======== VORLIEGENDER TEXT

Zufriedene ERP-Anwender

Österreichische Unternehmen stellen ihren ERP-Lösungen durchaus ein gutes Zeugnis aus. Trotzdem gibt es aber auch etliche Kritikpunkte wie zum Beispiel die mobile Einsetzbarkeit der Lösungen oder deren Releasefähigkeit. [...]

Lösungen für Enterprise Resource Planning (ERP) haben sich in den meisten Unternehmen als zentrales Steuerungswerkzeug etabliert und leisten damit einen entscheidenden Beitrag zur Geschäftsentwicklung. Grund genug, dem ERP-Einsatz eine eigene Studie zu widmen, die seit nunmehr 12 Jahren regelmäßig von Trovarit durchgeführt wird. 340 der gut 2.500 Teilnehmer an der Studie „ERP in der Praxis“ kamen aus Österreich und sprachen ihren ERP-Anbietern und -Systemen ein Lob aus. Sowohl für die Software als auch für die Dienstleistung vergaben sie die Gesamtnote „Gut“. Betrachtet man die 39 bewerteten Aspekte zu System, Implementierungspartner, Projektverlauf und Wartungspartner im Detail, wird deutlich, wo der Schuh – trotz aller Zufriedenheit – am meisten drückt: So hat sich zum Beispiel die „mobile Einsetzbarkeit der ERP-Software“ im Vergleich zur letzten Studie noch einmal verschlechtert.

================
======== BEREITGESTELLTE EINTRÄGE

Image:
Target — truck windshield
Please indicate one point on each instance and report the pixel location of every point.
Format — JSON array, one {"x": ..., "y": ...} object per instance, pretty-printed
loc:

================

ZIEL:
Beantworte bitte diese Fragen zum Text über zufriedene ERP-Anwender:
1. Welche zwei Kritikpunkte nennt der einleitende Absatz als Beispiele?
2. Wie viele Teilnehmer der Studie „ERP in der Praxis“ kamen aus Österreich?
3. Welche Gesamtnote vergaben sie für die Software und die Dienstleistung?

LÖSUNG DER AUFGABE:
1. Die mobile Einsetzbarkeit der Lösungen und deren Releasefähigkeit.
2. 340 der gut 2.500 Teilnehmer.
3. Die Gesamtnote „Gut“.